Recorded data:

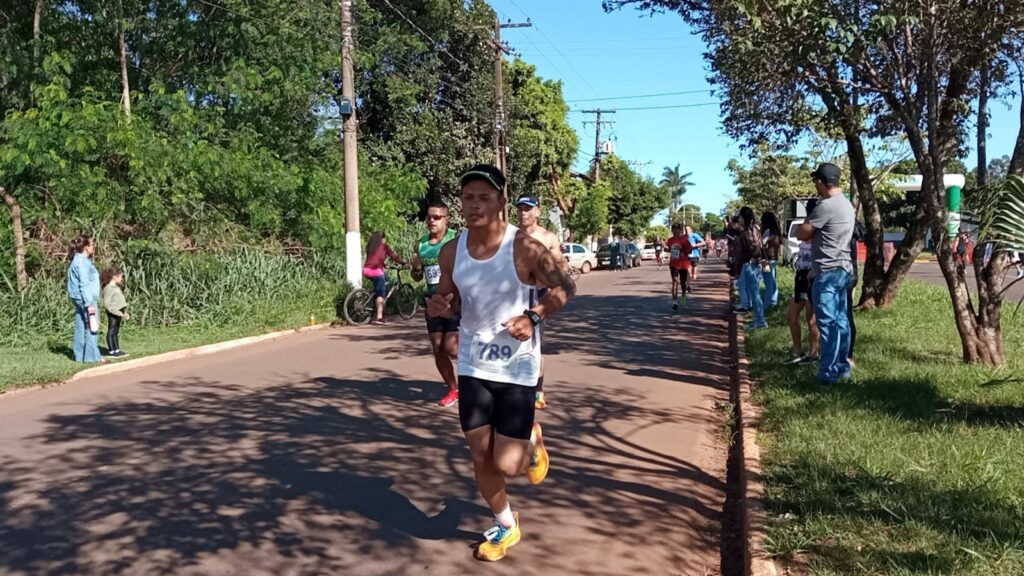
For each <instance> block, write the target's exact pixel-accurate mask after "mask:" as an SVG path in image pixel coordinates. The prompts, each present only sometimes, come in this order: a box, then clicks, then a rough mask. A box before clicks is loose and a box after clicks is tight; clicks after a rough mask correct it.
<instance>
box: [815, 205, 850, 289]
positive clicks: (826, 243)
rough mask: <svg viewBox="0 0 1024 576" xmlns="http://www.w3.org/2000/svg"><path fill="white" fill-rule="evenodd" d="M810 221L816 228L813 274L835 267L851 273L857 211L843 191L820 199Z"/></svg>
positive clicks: (827, 271)
mask: <svg viewBox="0 0 1024 576" xmlns="http://www.w3.org/2000/svg"><path fill="white" fill-rule="evenodd" d="M807 222H808V223H810V224H811V227H813V228H814V230H815V231H817V232H816V234H815V235H814V239H813V240H812V241H811V258H812V259H813V263H812V268H811V270H812V271H814V272H813V273H812V276H820V275H821V274H823V273H826V272H828V271H833V270H845V271H846V272H848V273H849V274H850V275H851V276H852V275H853V274H854V270H853V259H852V257H851V255H850V241H851V240H852V239H853V228H854V225H855V224H856V213H855V212H854V211H853V205H852V204H850V201H849V200H847V199H846V196H844V195H843V194H842V192H841V193H840V194H836V195H834V196H829V197H827V198H824V199H823V200H820V201H818V205H817V207H816V208H814V212H812V213H811V215H810V216H808V217H807Z"/></svg>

_Your task_
Copy the material above word for word, including every line, but leave the pictures out.

_Result of the task_
For each <instance> block, write the target's exact pixel-accurate mask after "mask:" as an SVG path in image pixel coordinates. The prompts, each present only sometimes, come in this order: a box, then clicks, then a rough mask. A box before clicks is loose and a box after clicks is tight; clicks after a rough mask correct it.
<instance>
box: [815, 205, 850, 289]
positive clicks: (826, 243)
rough mask: <svg viewBox="0 0 1024 576" xmlns="http://www.w3.org/2000/svg"><path fill="white" fill-rule="evenodd" d="M810 221L816 228L813 274L835 267L851 273L857 211L843 191L820 199Z"/></svg>
positive clicks: (827, 271)
mask: <svg viewBox="0 0 1024 576" xmlns="http://www.w3.org/2000/svg"><path fill="white" fill-rule="evenodd" d="M807 222H808V223H810V224H811V227H813V228H814V230H815V231H817V232H816V234H815V235H814V239H813V240H812V241H811V258H812V259H813V263H812V268H811V270H812V271H814V272H813V273H812V276H820V275H821V274H823V273H826V272H828V271H833V270H845V271H846V272H848V273H849V274H850V275H851V276H852V275H853V274H854V270H853V259H852V257H851V255H850V241H851V240H852V239H853V228H854V225H855V224H856V213H855V212H854V211H853V205H852V204H850V201H849V200H847V199H846V196H844V195H843V194H842V192H841V193H840V194H836V195H834V196H829V197H827V198H824V199H823V200H820V201H818V205H817V207H816V208H814V212H812V213H811V215H810V216H808V217H807Z"/></svg>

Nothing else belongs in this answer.